TUGAS ANDA.
a) Menurut potongan dokumen, mengapa sebagian umat Islam yang tetap berpegang pada romantisme masa lalu untuk kembali ke sistem khilafah tidak bisa disalahkan? Jawab dalam satu sampai tiga kalimat.
b) Tolong sebutkan nilai-nilai yang tertera dalam Al-Qur’an yang menurut Bachtiar Effendi ingin diwujudkan, berdasarkan potongan dokumen.

POTONGAN DOKUMEN.
****************************************

Dengan perubahan paradigma tersebut, menurut
Bachtiar Effendi, yang ingin diwujudkan adalah prinsip-prinsip politik
sebagaimana yang tertera dalam Al-Qur’an, yakni nilai-nilai keadilan, kesamaan,
dan musyawarah. Dengan kata lain, yang ingin diwujudkan bukan lagi daulah
Islamiyah dalam bentuknya seperti yang dulu, melainkan masyarakat dan Negara
yang adil makmur di bawah ampunan Ilahi.[10]
Bagaimana Sikap Santri ?
Menghadapi
perubahan paradigma di atas, sebetulnya santri dapat mengambil posisi yang
realistis tanpa kehilangan idealisme. Sebagai sebuah realitas masa lalu, daulah
Islamiyah dalam bentuk khilafah tidak terbantahkan lagi, dan sangat ideal jika
umat Islam tetap berada dalam kesatuan, baik politik, territorial, ekonomi, dan
seterusnya. Maka tidak bisa disalahkan jika saat ini sebagian umat Islam ada
yang tetap berpegang pada romantisme masa lalu untuk kembali ke sistem
khilafah.
Namun
ketika kita hidup dalam realitas saat ini, maka Islam harus dipahami bukan
hanya memiliki dimensi legal-formal, tetapi juga memiliki dimensi fungsional
yang bersifat esoteris. Di antara essensi ajaran Islam adalah li-utammima
makarimal akhlaq (untuk menyempurnakan ahlak yang mulia). Dalam kerangka negara bangsa (nation
state) yang sering dikaitkan dengan demokrasi, Said Aqiel Siradj
menegaskan, moralitas merupakan standard
yang harus dijunjung tinggi –terutama bagi pemimpin atau calon pemimpin.

****************************************

ISI DATA.
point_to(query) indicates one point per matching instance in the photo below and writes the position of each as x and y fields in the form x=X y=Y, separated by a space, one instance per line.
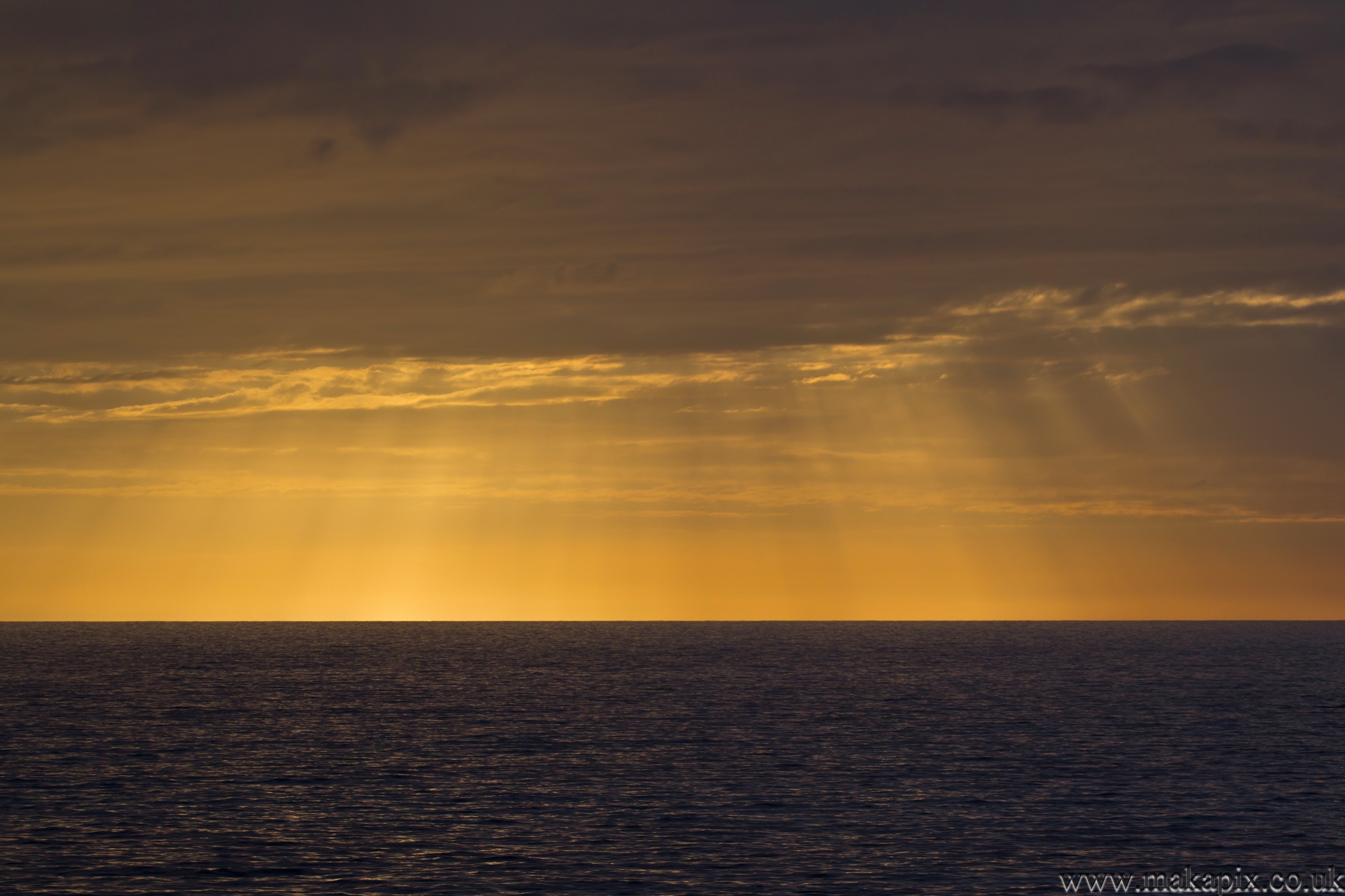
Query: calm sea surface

****************************************

JAWABAN AKHIR.
a) Daulah Islamiyah dalam bentuk khilafah merupakan realitas masa lalu yang tidak terbantahkan lagi. Selain itu, sangat ideal jika umat Islam tetap berada dalam kesatuan, baik secara politik, wilayah, maupun ekonomi.

b) Nilai-nilai keadilan, kesamaan, dan musyawarah.